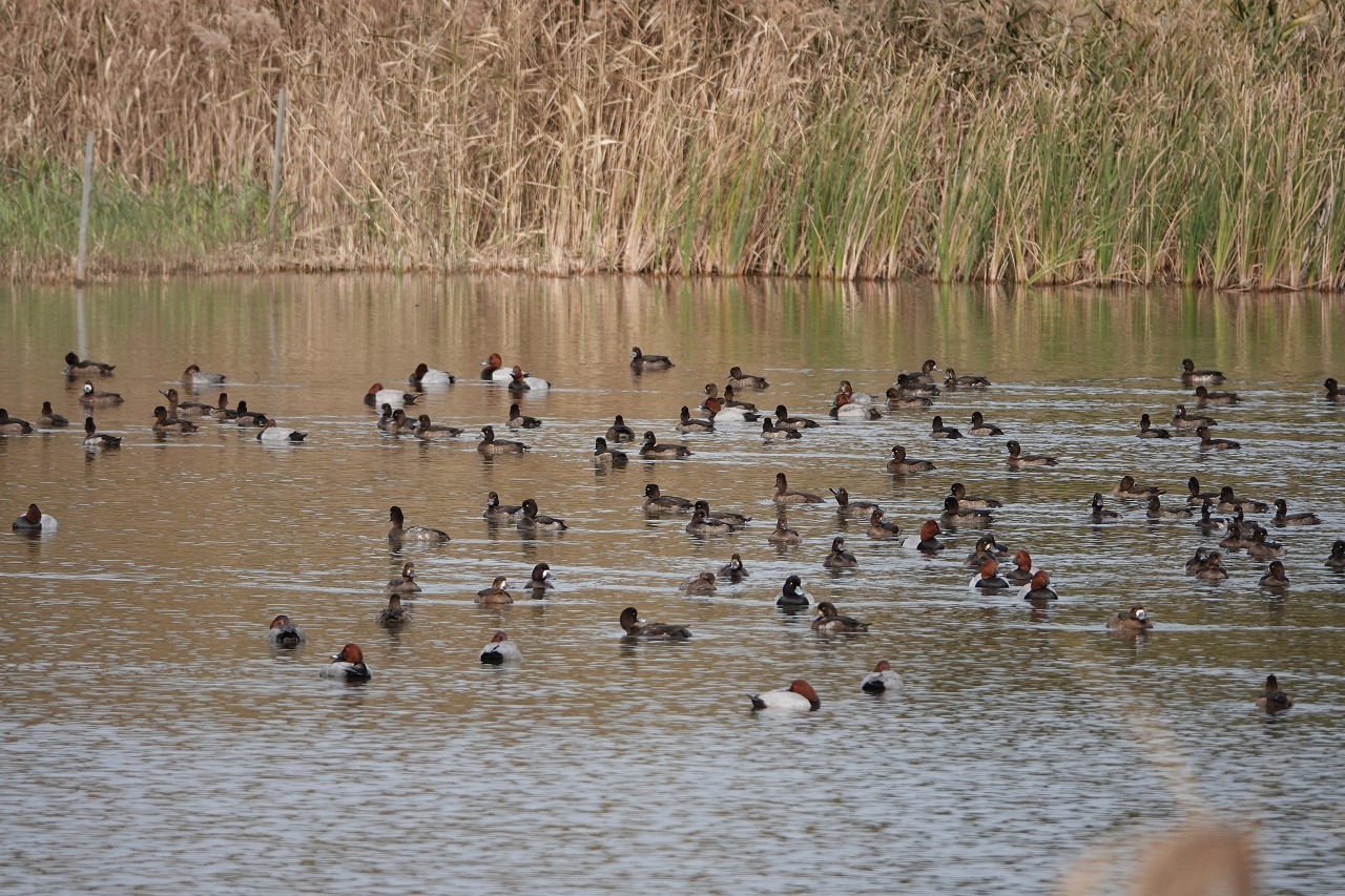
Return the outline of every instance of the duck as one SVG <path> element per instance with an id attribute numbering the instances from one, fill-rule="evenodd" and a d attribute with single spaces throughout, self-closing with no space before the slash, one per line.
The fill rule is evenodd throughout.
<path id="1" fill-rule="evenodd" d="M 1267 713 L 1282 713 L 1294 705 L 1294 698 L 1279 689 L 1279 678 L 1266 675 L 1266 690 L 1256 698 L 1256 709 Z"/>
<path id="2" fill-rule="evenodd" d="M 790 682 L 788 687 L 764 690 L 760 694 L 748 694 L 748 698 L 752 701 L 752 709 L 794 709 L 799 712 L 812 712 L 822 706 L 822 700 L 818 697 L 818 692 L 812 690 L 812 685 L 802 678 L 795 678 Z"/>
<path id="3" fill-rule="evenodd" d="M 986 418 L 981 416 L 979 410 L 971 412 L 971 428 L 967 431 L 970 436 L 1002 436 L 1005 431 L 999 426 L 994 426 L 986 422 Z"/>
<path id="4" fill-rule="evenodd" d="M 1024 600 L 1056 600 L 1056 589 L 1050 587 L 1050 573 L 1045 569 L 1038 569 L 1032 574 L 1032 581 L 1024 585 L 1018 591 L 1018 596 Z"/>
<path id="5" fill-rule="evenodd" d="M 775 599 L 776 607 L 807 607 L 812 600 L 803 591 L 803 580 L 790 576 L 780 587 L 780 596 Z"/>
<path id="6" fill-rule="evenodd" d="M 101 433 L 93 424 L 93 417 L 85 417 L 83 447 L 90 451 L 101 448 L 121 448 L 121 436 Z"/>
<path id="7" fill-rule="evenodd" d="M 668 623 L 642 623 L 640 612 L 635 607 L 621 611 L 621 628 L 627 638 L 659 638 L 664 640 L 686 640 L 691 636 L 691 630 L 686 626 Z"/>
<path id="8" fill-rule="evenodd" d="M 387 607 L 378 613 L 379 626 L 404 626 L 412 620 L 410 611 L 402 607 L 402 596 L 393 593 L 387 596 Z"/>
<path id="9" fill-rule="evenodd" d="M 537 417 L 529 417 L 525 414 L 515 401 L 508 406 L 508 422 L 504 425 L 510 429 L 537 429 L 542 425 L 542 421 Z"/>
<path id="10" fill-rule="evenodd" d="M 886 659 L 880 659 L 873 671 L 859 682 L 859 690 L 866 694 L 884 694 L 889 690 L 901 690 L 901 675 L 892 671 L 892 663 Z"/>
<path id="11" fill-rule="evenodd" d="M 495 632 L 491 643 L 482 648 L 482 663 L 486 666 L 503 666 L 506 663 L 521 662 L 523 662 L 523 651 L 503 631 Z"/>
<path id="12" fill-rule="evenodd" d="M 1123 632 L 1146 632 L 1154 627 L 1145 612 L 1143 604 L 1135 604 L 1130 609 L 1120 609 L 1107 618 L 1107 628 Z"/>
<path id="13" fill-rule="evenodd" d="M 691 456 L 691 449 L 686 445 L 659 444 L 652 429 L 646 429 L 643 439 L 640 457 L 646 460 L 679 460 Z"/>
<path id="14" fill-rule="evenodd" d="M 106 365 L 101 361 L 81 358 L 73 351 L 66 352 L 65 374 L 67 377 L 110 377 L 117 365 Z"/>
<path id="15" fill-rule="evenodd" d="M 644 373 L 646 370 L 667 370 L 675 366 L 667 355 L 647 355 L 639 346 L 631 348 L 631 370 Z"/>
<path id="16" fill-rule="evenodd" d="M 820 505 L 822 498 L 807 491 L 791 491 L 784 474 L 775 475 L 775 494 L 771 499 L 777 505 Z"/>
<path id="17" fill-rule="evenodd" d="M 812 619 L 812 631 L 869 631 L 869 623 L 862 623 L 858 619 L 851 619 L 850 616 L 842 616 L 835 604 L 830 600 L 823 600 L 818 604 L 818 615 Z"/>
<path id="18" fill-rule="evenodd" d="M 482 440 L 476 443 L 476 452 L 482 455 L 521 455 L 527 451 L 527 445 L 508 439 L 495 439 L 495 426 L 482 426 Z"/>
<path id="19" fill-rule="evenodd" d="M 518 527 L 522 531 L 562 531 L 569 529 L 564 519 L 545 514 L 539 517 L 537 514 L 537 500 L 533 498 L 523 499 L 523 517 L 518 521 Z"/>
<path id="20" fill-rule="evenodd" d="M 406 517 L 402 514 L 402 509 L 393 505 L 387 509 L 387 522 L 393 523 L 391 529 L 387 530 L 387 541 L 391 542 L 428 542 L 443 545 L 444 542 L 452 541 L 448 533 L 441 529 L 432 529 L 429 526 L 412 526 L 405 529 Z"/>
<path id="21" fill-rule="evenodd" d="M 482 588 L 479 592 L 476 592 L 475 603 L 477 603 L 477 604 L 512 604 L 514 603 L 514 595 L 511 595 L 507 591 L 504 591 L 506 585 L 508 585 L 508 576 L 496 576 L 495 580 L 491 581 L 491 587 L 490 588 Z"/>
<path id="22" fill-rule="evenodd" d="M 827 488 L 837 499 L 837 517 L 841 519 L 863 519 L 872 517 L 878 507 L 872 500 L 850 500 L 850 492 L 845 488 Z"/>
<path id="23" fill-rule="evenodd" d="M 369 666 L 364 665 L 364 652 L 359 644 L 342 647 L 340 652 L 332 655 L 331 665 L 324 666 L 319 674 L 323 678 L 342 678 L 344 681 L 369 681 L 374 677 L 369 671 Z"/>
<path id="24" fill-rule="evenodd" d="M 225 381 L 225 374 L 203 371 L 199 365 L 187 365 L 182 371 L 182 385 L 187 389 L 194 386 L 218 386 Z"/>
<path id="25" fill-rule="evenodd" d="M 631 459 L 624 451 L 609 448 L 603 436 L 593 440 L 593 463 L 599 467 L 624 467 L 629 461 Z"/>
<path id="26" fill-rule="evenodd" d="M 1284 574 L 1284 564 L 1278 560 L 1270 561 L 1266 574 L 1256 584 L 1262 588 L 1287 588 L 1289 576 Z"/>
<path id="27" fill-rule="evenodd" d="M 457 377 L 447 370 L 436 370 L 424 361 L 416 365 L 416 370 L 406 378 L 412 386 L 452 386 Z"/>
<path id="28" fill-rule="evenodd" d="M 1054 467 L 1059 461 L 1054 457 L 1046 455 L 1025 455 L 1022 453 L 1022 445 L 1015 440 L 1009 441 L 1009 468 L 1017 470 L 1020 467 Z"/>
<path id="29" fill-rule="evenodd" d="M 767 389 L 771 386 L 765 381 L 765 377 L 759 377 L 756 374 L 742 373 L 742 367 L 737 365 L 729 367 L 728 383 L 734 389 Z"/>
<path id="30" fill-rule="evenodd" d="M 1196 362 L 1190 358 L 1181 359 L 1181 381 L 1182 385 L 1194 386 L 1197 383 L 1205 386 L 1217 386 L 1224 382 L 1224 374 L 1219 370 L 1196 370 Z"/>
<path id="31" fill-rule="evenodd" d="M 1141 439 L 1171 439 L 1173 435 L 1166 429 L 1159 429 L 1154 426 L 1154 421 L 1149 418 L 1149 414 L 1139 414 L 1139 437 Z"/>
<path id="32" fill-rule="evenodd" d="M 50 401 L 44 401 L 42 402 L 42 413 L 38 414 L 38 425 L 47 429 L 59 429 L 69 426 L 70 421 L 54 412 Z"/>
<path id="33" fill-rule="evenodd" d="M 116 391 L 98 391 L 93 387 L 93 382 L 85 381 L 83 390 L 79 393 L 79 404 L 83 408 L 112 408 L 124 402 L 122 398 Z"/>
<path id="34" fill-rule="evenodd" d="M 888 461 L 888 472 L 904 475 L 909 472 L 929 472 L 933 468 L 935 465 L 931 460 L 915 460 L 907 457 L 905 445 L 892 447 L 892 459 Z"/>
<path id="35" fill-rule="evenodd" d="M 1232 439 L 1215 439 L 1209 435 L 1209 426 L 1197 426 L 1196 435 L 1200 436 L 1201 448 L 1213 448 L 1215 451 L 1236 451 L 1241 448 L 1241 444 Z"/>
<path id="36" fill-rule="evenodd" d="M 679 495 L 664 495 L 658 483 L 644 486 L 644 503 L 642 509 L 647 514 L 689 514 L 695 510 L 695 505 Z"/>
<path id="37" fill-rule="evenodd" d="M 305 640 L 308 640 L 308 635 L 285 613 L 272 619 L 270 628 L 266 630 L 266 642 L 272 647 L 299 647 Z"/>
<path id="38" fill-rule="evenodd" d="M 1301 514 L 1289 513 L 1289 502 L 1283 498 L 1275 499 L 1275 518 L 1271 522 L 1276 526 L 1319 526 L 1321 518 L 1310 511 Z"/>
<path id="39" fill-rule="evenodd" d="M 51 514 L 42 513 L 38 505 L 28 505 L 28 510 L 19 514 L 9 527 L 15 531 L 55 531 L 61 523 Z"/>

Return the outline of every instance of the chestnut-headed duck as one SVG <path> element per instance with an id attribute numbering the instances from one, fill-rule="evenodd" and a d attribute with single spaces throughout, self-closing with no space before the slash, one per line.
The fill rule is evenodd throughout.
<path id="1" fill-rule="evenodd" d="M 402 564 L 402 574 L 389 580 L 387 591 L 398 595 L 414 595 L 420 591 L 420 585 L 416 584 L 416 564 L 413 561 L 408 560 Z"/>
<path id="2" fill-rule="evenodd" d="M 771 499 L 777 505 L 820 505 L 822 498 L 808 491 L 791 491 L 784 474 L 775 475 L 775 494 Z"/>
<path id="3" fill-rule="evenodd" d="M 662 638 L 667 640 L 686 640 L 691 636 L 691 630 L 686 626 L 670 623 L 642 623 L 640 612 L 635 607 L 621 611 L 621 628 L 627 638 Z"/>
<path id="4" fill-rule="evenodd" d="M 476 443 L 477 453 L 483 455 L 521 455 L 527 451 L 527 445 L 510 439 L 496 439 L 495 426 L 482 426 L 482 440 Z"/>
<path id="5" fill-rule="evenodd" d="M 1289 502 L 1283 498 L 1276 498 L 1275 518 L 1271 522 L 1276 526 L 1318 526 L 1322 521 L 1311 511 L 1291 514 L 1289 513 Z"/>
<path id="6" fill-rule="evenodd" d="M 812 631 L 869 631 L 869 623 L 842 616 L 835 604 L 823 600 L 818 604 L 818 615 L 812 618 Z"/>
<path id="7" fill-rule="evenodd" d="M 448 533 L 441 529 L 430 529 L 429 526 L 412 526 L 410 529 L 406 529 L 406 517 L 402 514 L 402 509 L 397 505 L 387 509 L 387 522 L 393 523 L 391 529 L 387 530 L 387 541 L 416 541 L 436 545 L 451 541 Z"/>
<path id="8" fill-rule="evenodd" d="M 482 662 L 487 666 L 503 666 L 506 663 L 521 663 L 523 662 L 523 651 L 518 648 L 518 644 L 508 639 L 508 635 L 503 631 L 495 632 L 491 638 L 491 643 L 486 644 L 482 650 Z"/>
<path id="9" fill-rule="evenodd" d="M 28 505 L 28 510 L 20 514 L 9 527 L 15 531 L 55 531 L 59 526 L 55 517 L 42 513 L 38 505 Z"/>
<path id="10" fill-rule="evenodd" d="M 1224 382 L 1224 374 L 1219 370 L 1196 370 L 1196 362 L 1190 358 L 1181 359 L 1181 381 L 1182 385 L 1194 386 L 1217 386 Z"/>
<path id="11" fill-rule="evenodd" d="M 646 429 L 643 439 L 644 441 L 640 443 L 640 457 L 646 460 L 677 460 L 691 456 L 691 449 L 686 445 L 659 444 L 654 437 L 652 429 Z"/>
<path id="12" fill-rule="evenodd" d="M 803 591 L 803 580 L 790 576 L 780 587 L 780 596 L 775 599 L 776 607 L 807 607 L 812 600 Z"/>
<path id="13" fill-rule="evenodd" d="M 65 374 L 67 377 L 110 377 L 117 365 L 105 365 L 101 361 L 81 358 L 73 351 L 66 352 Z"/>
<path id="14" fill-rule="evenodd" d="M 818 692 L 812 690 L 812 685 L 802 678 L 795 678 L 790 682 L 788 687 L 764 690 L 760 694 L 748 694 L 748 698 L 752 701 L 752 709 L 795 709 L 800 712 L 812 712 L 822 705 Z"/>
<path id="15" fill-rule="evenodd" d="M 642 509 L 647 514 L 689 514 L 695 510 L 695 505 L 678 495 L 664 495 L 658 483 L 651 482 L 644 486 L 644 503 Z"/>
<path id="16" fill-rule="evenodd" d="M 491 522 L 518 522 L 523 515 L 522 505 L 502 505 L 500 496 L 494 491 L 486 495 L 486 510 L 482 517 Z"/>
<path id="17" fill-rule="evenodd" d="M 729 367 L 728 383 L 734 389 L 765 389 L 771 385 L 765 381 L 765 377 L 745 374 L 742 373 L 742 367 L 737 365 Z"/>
----------
§ **TASK BRIEF**:
Write everything from the start of the entries down to the line containing "1123 632 L 1146" as a JSON list of strings, one string per line, with blank lines dropped. Leave the pictures out.

§ **TASK SOLUTION**:
[
  "Return the outline of every instance of the duck as one SVG <path> element per instance with an id attribute numbering the instances from one, fill-rule=\"evenodd\" and a d attribute with single spaces throughout, self-closing with no space before the slash, one per line.",
  "The fill rule is evenodd throughout.",
  "<path id=\"1\" fill-rule=\"evenodd\" d=\"M 1267 713 L 1282 713 L 1294 705 L 1294 698 L 1279 689 L 1279 678 L 1266 675 L 1266 690 L 1256 698 L 1256 709 Z\"/>",
  "<path id=\"2\" fill-rule=\"evenodd\" d=\"M 790 682 L 788 687 L 764 690 L 760 694 L 748 694 L 748 698 L 752 701 L 752 709 L 794 709 L 799 712 L 812 712 L 822 706 L 822 700 L 818 697 L 818 692 L 812 690 L 812 685 L 802 678 L 795 678 Z\"/>",
  "<path id=\"3\" fill-rule=\"evenodd\" d=\"M 986 418 L 981 416 L 979 410 L 971 412 L 971 428 L 967 431 L 970 436 L 1002 436 L 1005 431 L 999 426 L 994 426 L 986 422 Z\"/>",
  "<path id=\"4\" fill-rule=\"evenodd\" d=\"M 1024 600 L 1056 600 L 1056 589 L 1050 587 L 1050 573 L 1045 569 L 1038 569 L 1032 574 L 1032 581 L 1024 585 L 1018 591 L 1018 596 Z\"/>",
  "<path id=\"5\" fill-rule=\"evenodd\" d=\"M 775 599 L 776 607 L 807 607 L 812 600 L 803 591 L 803 580 L 790 576 L 780 587 L 780 596 Z\"/>",
  "<path id=\"6\" fill-rule=\"evenodd\" d=\"M 101 433 L 93 424 L 93 417 L 85 417 L 83 447 L 90 451 L 101 448 L 121 448 L 121 436 Z\"/>",
  "<path id=\"7\" fill-rule=\"evenodd\" d=\"M 668 623 L 642 623 L 640 612 L 635 607 L 621 611 L 621 628 L 627 638 L 659 638 L 664 640 L 686 640 L 691 636 L 691 630 L 686 626 Z\"/>",
  "<path id=\"8\" fill-rule=\"evenodd\" d=\"M 387 607 L 378 613 L 379 626 L 404 626 L 412 620 L 410 611 L 402 607 L 402 596 L 393 593 L 387 596 Z\"/>",
  "<path id=\"9\" fill-rule=\"evenodd\" d=\"M 537 417 L 529 417 L 525 414 L 515 401 L 508 406 L 508 422 L 504 425 L 510 429 L 537 429 L 542 425 L 542 421 Z\"/>",
  "<path id=\"10\" fill-rule=\"evenodd\" d=\"M 886 659 L 880 659 L 873 671 L 859 682 L 859 690 L 866 694 L 884 694 L 889 690 L 901 690 L 901 675 L 892 671 L 892 663 Z\"/>",
  "<path id=\"11\" fill-rule=\"evenodd\" d=\"M 495 632 L 491 643 L 482 648 L 482 663 L 486 666 L 503 666 L 506 663 L 521 662 L 523 662 L 523 651 L 503 631 Z\"/>",
  "<path id=\"12\" fill-rule=\"evenodd\" d=\"M 1123 632 L 1146 632 L 1154 627 L 1145 612 L 1143 604 L 1135 604 L 1130 609 L 1120 609 L 1107 618 L 1107 628 Z\"/>"
]